§ **Testo**

L’export in Usa? Per Boston un investimento sicuro e stabile

di Raffaella Pozzetti

Il 4° Forum Food & Made in Italy, organizzato a Milano dal Gruppo Sole 24 Ore, ha rinnovato il caldo invito alle aziende dell'alimentare italiano ad esportare negli States. A farlo, Lamberto Biscarini, senior partner & managing director The Boston Consulting Group: “Perché puntare sull'America? -spiega Biscarini- Per le dimensioni del business, le opportunità di crescita, la stabilità del mercato, tutti aspetti che assicurano continuità ad investitori ed esportatori”.

slide Bcg 1L'Italia è il secondo attore per export dopo la Francia fra cibo e bevande, e i nostri prodotti hanno un perfetto fit con 3 dei principali trend di consumo Usa:

  1. la polarizzazione e la premiumizzazione del mercato: un fenomeno di trading up che continua da diversi anni.

§ **Dati archiviati**
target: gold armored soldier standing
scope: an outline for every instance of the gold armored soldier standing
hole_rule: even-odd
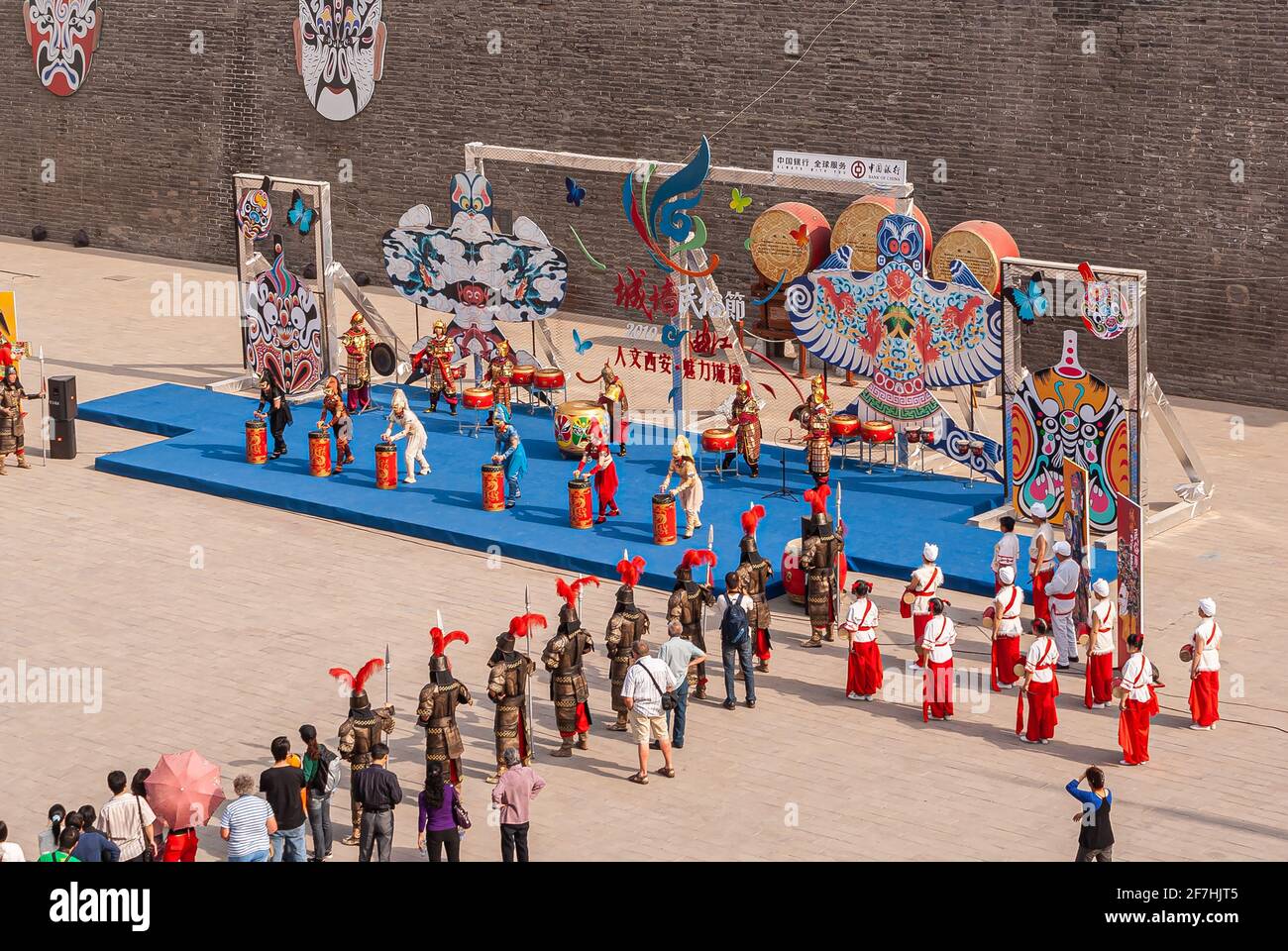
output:
[[[702,608],[716,603],[716,595],[711,585],[698,584],[693,580],[693,567],[696,564],[708,564],[715,567],[716,553],[707,549],[689,549],[675,568],[675,589],[666,603],[666,620],[679,621],[684,628],[683,637],[693,642],[699,651],[707,652],[707,638],[702,631]],[[689,671],[689,686],[694,700],[705,700],[707,696],[707,662],[698,664],[697,670]]]
[[[617,589],[617,607],[608,619],[608,630],[604,634],[604,647],[609,657],[608,680],[613,687],[613,711],[617,714],[617,722],[611,723],[608,728],[625,733],[627,711],[626,704],[622,702],[622,682],[626,680],[626,670],[635,660],[631,647],[636,640],[648,638],[648,615],[635,607],[635,585],[644,573],[644,559],[639,555],[629,561],[622,558],[617,563],[617,573],[622,579],[622,586]]]
[[[573,741],[578,750],[590,749],[590,688],[581,658],[595,649],[595,642],[582,629],[577,615],[577,595],[589,584],[598,588],[599,579],[581,577],[572,584],[559,579],[555,582],[564,604],[559,608],[559,630],[541,655],[541,662],[550,671],[550,700],[555,705],[555,724],[563,741],[551,756],[571,756]]]
[[[836,640],[836,562],[844,550],[840,536],[832,530],[827,514],[828,486],[805,492],[810,504],[811,535],[801,545],[801,571],[805,572],[805,610],[809,612],[810,638],[805,647],[822,647],[824,640]]]
[[[502,755],[506,750],[518,750],[523,765],[532,762],[531,724],[528,723],[528,678],[537,669],[535,661],[514,649],[516,638],[526,638],[532,626],[546,626],[541,615],[519,615],[510,619],[510,628],[496,638],[496,651],[488,665],[492,673],[487,679],[487,696],[496,704],[496,719],[492,732],[496,735],[496,772],[487,777],[496,782],[505,772]]]
[[[461,771],[465,744],[461,742],[461,731],[456,725],[456,707],[461,704],[473,706],[474,698],[452,674],[446,649],[453,640],[468,644],[470,638],[464,630],[444,635],[440,628],[431,629],[429,637],[434,642],[434,653],[429,658],[429,683],[421,688],[416,707],[416,722],[425,728],[425,773],[428,776],[430,763],[438,763],[448,781],[460,789],[465,778]]]
[[[357,675],[350,674],[344,668],[331,668],[331,677],[340,680],[349,688],[349,716],[340,724],[340,759],[349,764],[349,789],[353,789],[353,777],[371,765],[371,747],[381,742],[385,736],[394,729],[394,707],[386,704],[376,710],[371,709],[367,698],[367,679],[380,670],[385,662],[379,657],[372,657],[362,665]],[[358,830],[362,825],[362,803],[352,798],[350,817],[353,818],[353,834],[344,839],[345,845],[358,844]]]

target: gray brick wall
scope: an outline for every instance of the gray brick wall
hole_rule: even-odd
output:
[[[410,205],[446,215],[470,140],[677,158],[765,90],[844,9],[781,0],[386,0],[385,79],[343,124],[295,75],[291,0],[104,0],[86,86],[55,99],[35,79],[21,4],[0,9],[0,231],[232,263],[231,177],[264,170],[354,182],[335,191],[336,254],[384,280],[379,240]],[[205,54],[189,34],[205,32]],[[502,32],[489,55],[487,34]],[[1082,53],[1083,31],[1096,53]],[[773,91],[712,140],[715,161],[766,166],[778,148],[908,160],[936,235],[1005,223],[1025,255],[1150,273],[1151,369],[1175,396],[1288,406],[1284,290],[1288,9],[1265,0],[859,4]],[[43,184],[43,158],[57,182]],[[931,178],[948,164],[948,180]],[[1245,182],[1230,180],[1231,160]],[[537,220],[574,262],[571,305],[611,307],[613,273],[645,255],[614,177],[492,165],[497,204]],[[746,290],[755,211],[800,196],[725,188],[703,202],[726,289]],[[814,201],[835,218],[844,201]],[[582,267],[574,223],[609,264]],[[295,260],[303,256],[303,244]],[[1060,326],[1030,334],[1030,366]],[[1087,347],[1110,379],[1121,353]]]

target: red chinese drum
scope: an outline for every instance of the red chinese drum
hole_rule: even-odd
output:
[[[854,434],[859,432],[859,418],[851,416],[848,412],[838,412],[832,416],[828,427],[833,439],[853,439]]]
[[[331,474],[331,433],[314,429],[309,433],[309,476]]]
[[[563,389],[563,370],[546,367],[532,374],[532,385],[537,389]]]
[[[268,427],[261,419],[246,421],[246,461],[251,465],[268,461]]]
[[[376,488],[398,487],[398,447],[392,442],[376,443]]]
[[[738,434],[732,429],[707,429],[702,433],[702,448],[707,452],[733,452],[738,447]]]
[[[505,466],[488,463],[483,466],[483,510],[505,510]]]
[[[675,496],[670,492],[653,496],[653,544],[675,544]]]
[[[568,524],[590,528],[594,523],[590,479],[568,479]]]

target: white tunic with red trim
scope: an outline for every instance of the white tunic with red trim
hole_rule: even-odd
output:
[[[939,570],[938,564],[922,564],[912,572],[913,593],[917,595],[912,602],[912,613],[930,613],[930,599],[939,590],[943,580],[944,572]]]
[[[1199,673],[1221,669],[1221,626],[1209,617],[1194,629],[1194,652],[1199,656]]]
[[[859,598],[850,604],[850,612],[845,616],[845,630],[850,633],[850,639],[857,644],[866,644],[877,639],[877,624],[881,612],[868,598]]]
[[[1141,704],[1149,702],[1149,686],[1154,682],[1154,665],[1139,651],[1123,664],[1123,688],[1127,698]]]
[[[993,598],[993,613],[999,619],[997,635],[999,638],[1018,638],[1024,633],[1020,624],[1020,608],[1024,607],[1024,589],[1018,585],[1006,585]]]
[[[1091,653],[1113,653],[1118,646],[1118,606],[1113,598],[1104,598],[1091,608],[1087,626],[1091,628]]]
[[[1029,653],[1024,658],[1024,669],[1033,683],[1051,683],[1055,679],[1055,665],[1060,660],[1060,648],[1055,646],[1055,638],[1046,634],[1029,646]]]

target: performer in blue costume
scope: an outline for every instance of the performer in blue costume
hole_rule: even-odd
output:
[[[492,461],[505,465],[505,481],[509,486],[505,508],[513,509],[514,500],[520,496],[519,479],[528,472],[528,454],[523,451],[519,430],[510,421],[510,407],[497,406],[492,424],[496,432],[496,452],[492,455]]]

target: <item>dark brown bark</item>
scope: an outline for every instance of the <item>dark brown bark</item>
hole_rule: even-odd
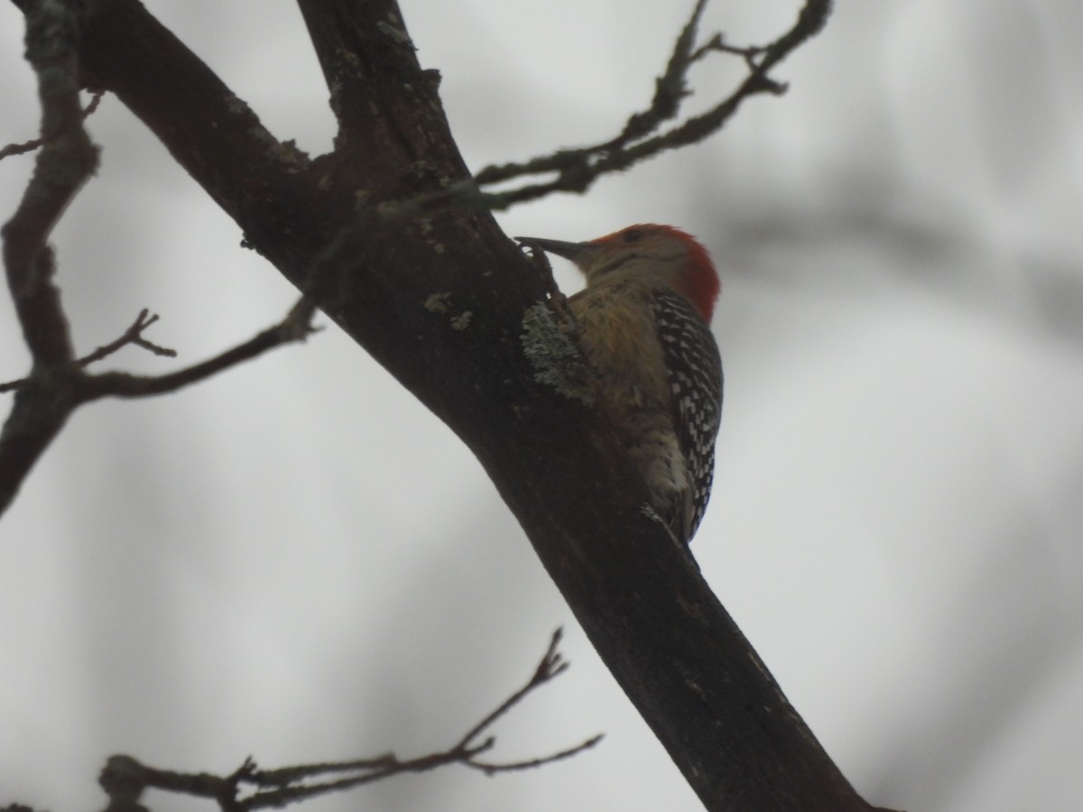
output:
[[[395,2],[299,4],[341,128],[328,156],[276,142],[135,0],[97,3],[86,79],[473,450],[707,809],[871,809],[694,563],[643,516],[604,417],[535,379],[522,336],[543,276],[487,212],[416,202],[468,174]]]

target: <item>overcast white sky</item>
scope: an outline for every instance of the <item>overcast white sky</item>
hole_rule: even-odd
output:
[[[471,167],[614,133],[687,3],[402,0]],[[147,5],[278,136],[329,146],[288,0]],[[761,42],[791,0],[716,1]],[[0,143],[35,134],[0,3]],[[708,144],[500,218],[700,235],[727,375],[704,574],[865,798],[943,812],[1083,795],[1083,6],[840,0]],[[695,73],[706,105],[740,65]],[[141,307],[190,363],[293,291],[114,97],[97,178],[56,233],[87,351]],[[31,166],[0,163],[0,219]],[[561,284],[577,284],[566,269]],[[0,304],[0,379],[26,371]],[[113,364],[165,371],[126,351]],[[2,404],[4,410],[8,402]],[[573,668],[498,756],[596,732],[571,762],[448,769],[318,810],[695,810],[480,467],[335,327],[198,388],[78,412],[0,522],[0,804],[99,808],[109,754],[229,772],[443,748]],[[152,795],[156,812],[209,809]]]

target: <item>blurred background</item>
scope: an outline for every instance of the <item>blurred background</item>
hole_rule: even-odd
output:
[[[692,2],[402,4],[479,169],[617,132]],[[277,136],[329,147],[292,2],[147,5]],[[714,2],[703,34],[762,43],[798,6]],[[22,32],[0,3],[0,143],[37,134]],[[1083,794],[1081,40],[1073,0],[840,0],[775,70],[785,96],[585,197],[500,215],[572,240],[674,223],[713,252],[727,393],[693,549],[877,804]],[[705,61],[691,107],[741,74]],[[149,307],[179,359],[129,349],[102,368],[161,372],[282,317],[295,291],[115,97],[89,128],[102,166],[55,234],[81,352]],[[0,219],[31,166],[0,163]],[[6,380],[27,355],[3,299]],[[115,752],[227,773],[248,755],[443,749],[560,625],[573,668],[499,724],[494,759],[604,732],[599,747],[306,809],[700,809],[473,457],[328,326],[180,394],[93,404],[32,472],[0,522],[0,803],[100,809]]]

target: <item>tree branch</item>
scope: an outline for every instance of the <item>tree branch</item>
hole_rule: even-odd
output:
[[[703,141],[718,131],[749,96],[759,93],[779,95],[785,92],[786,87],[771,79],[768,71],[820,31],[831,12],[831,0],[807,0],[794,26],[769,45],[735,48],[727,44],[721,34],[716,34],[705,44],[696,48],[696,31],[706,4],[707,0],[697,0],[692,10],[691,17],[677,38],[665,71],[655,81],[651,105],[645,110],[632,114],[618,135],[592,146],[559,149],[522,163],[485,167],[473,179],[477,186],[464,184],[454,189],[454,193],[467,199],[477,197],[479,202],[491,209],[507,209],[553,192],[586,192],[604,174],[623,171],[667,149]],[[684,99],[692,94],[688,89],[688,71],[710,52],[742,56],[748,67],[748,75],[729,96],[712,109],[690,117],[667,131],[658,132],[666,121],[678,116]],[[647,137],[652,133],[657,134]],[[506,192],[477,191],[483,186],[550,173],[556,173],[557,176]]]
[[[556,679],[567,668],[567,663],[563,662],[557,652],[560,637],[561,630],[557,629],[549,649],[531,679],[446,750],[413,759],[400,759],[389,752],[370,759],[300,764],[276,770],[259,770],[255,761],[246,759],[240,768],[224,777],[208,773],[157,770],[140,763],[130,756],[112,756],[99,778],[102,788],[109,796],[107,809],[109,812],[134,812],[139,808],[143,791],[154,788],[197,798],[213,798],[223,812],[247,812],[284,807],[321,795],[373,784],[392,775],[428,772],[448,764],[462,764],[485,773],[495,773],[527,770],[578,755],[597,745],[602,736],[591,736],[574,747],[526,761],[488,763],[478,760],[478,756],[490,752],[496,746],[494,737],[479,742],[479,736],[522,702],[527,694]],[[244,786],[255,789],[249,795],[243,796],[240,790]]]
[[[544,274],[488,211],[442,205],[455,197],[423,204],[470,180],[433,83],[405,47],[394,0],[299,2],[317,53],[339,47],[336,64],[360,66],[350,105],[367,106],[371,123],[362,114],[350,120],[350,148],[310,161],[275,141],[135,0],[93,4],[84,76],[146,122],[298,288],[310,289],[324,252],[334,258],[326,278],[335,284],[313,286],[312,299],[477,455],[708,810],[867,812],[694,563],[641,514],[645,486],[608,416],[538,376]],[[756,67],[713,110],[669,130],[637,122],[630,131],[657,134],[554,171],[578,188],[599,167],[653,154],[660,140],[673,146],[713,132],[741,100],[778,91],[768,71],[822,26],[828,8],[808,0],[790,31],[744,54]],[[349,30],[323,34],[337,26]],[[675,53],[694,61],[705,51],[679,43]]]

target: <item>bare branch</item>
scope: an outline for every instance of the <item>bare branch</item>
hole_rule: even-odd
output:
[[[529,693],[563,673],[569,664],[557,651],[561,630],[553,632],[549,647],[530,680],[521,689],[505,699],[492,713],[467,732],[453,747],[441,752],[418,758],[400,760],[389,752],[370,759],[335,761],[318,764],[300,764],[276,770],[259,770],[251,758],[232,774],[220,777],[207,773],[179,773],[145,767],[130,756],[113,756],[108,759],[99,783],[109,796],[109,812],[134,812],[139,798],[147,788],[165,789],[197,798],[213,798],[223,812],[247,812],[248,810],[282,807],[328,793],[350,789],[363,784],[371,784],[392,775],[418,773],[435,770],[446,764],[464,764],[485,773],[529,770],[571,758],[597,745],[601,735],[540,758],[509,763],[488,763],[478,760],[488,752],[496,739],[488,737],[475,742],[485,730],[523,699]],[[332,777],[341,776],[341,777]],[[242,797],[243,786],[255,787],[250,795]]]
[[[477,173],[472,183],[458,184],[448,194],[467,202],[473,201],[474,205],[503,210],[553,192],[585,192],[603,174],[628,169],[666,149],[706,139],[729,120],[745,99],[759,93],[779,95],[785,92],[786,86],[771,79],[768,71],[824,26],[831,12],[831,0],[806,0],[797,22],[782,37],[769,45],[746,48],[727,44],[721,34],[716,34],[703,45],[695,47],[695,36],[705,6],[706,0],[697,0],[692,15],[674,44],[665,71],[655,80],[654,97],[650,106],[631,115],[618,135],[591,146],[559,149],[522,163],[485,167]],[[712,109],[700,116],[689,117],[667,131],[661,131],[666,121],[677,118],[683,100],[691,95],[688,71],[712,52],[741,56],[748,68],[748,75],[729,96]],[[655,133],[653,137],[648,137],[652,133]],[[550,173],[556,173],[556,178],[527,183],[507,192],[480,191],[481,187],[497,183]]]
[[[109,343],[104,344],[103,346],[97,348],[96,350],[94,350],[94,352],[90,353],[89,355],[82,356],[76,363],[81,367],[90,366],[95,361],[101,361],[102,358],[108,357],[109,355],[113,355],[113,353],[117,352],[121,348],[128,346],[128,344],[135,344],[136,346],[142,346],[144,350],[147,350],[154,353],[155,355],[164,355],[167,358],[175,358],[177,357],[175,350],[170,350],[165,346],[159,346],[158,344],[155,344],[143,338],[143,331],[157,320],[158,320],[158,314],[157,313],[152,314],[148,310],[146,310],[146,307],[144,307],[143,310],[140,311],[139,315],[135,316],[135,320],[132,323],[132,326],[129,327],[127,330],[125,330],[123,335],[120,336],[120,338],[116,339],[115,341],[110,341]],[[2,391],[2,389],[0,389],[0,391]]]
[[[143,311],[143,313],[146,313],[146,311]],[[210,378],[212,375],[262,355],[276,346],[295,341],[304,341],[311,333],[315,332],[315,328],[312,326],[314,314],[315,305],[310,300],[301,298],[282,322],[212,358],[185,367],[184,369],[178,369],[175,372],[168,375],[142,376],[129,372],[102,372],[101,375],[86,376],[80,384],[79,392],[83,396],[84,403],[97,400],[99,397],[146,397],[177,392],[184,387],[198,383]],[[154,318],[142,325],[142,327],[145,328],[153,322]],[[129,332],[132,332],[132,328],[129,328]],[[159,355],[172,353],[171,350],[159,348],[138,336],[130,343],[136,343],[145,349],[153,348],[152,351]]]
[[[102,96],[105,95],[104,90],[91,91],[90,102],[86,107],[82,108],[81,118],[86,120],[90,116],[94,115],[94,110],[97,109],[97,105],[102,103]],[[24,141],[22,144],[8,144],[0,147],[0,160],[4,158],[10,158],[13,155],[25,155],[26,153],[32,153],[40,146],[44,146],[53,141],[56,141],[61,135],[64,134],[64,130],[55,130],[48,135],[41,135],[37,139],[30,139],[29,141]]]

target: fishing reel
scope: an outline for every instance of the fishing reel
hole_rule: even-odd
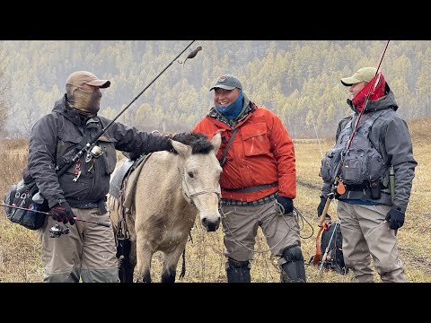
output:
[[[50,238],[58,238],[62,234],[68,234],[70,232],[70,228],[67,225],[61,226],[57,223],[49,229],[49,237]]]
[[[98,145],[93,145],[92,149],[87,151],[87,156],[85,157],[85,162],[90,162],[93,158],[99,158],[103,154],[103,151]]]

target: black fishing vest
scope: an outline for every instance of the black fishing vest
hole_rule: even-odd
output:
[[[379,180],[383,182],[388,173],[388,167],[382,155],[369,139],[374,121],[388,109],[374,113],[357,128],[356,133],[346,152],[348,140],[354,128],[354,118],[346,124],[339,133],[335,146],[326,153],[321,160],[321,177],[325,181],[334,182],[341,161],[343,161],[339,179],[347,185],[361,185]],[[344,160],[343,160],[344,159]]]

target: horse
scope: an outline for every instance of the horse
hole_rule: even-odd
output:
[[[123,212],[130,237],[132,278],[128,282],[133,281],[135,273],[138,282],[151,283],[153,255],[162,251],[164,258],[161,281],[174,283],[180,257],[185,252],[198,214],[207,231],[215,231],[220,225],[222,168],[216,153],[221,135],[217,134],[208,141],[203,134],[181,135],[179,141],[172,142],[174,153],[155,152],[147,157],[136,175],[136,190],[131,198],[125,197],[131,201],[129,208]],[[111,179],[125,160],[118,162]],[[110,194],[107,201],[116,233],[122,216],[120,201]],[[183,263],[181,275],[184,274]]]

§ **Esplora il materiale**
• A. Riporta dal testo sull'export negli Usa il passo che va da "L’export in Usa?" a "da diversi anni.".
• B. Nel testo sull'export negli Usa, quale paese precede l'Italia per export di cibo e bevande?

§ **Soluzioni degli esercizi**
• A.
L’export in Usa? Per Boston un investimento sicuro e stabile

di Raffaella Pozzetti

Il 4° Forum Food & Made in Italy, organizzato a Milano dal Gruppo Sole 24 Ore, ha rinnovato il caldo invito alle aziende dell'alimentare italiano ad esportare negli States. A farlo, Lamberto Biscarini, senior partner & managing director The Boston Consulting Group: “Perché puntare sull'America? -spiega Biscarini- Per le dimensioni del business, le opportunità di crescita, la stabilità del mercato, tutti aspetti che assicurano continuità ad investitori ed esportatori”.

slide Bcg 1L'Italia è il secondo attore per export dopo la Francia fra cibo e bevande, e i nostri prodotti hanno un perfetto fit con 3 dei principali trend di consumo Usa:

  1. la polarizzazione e la premiumizzazione del mercato: un fenomeno di trading up che continua da diversi anni.

• B. La Francia.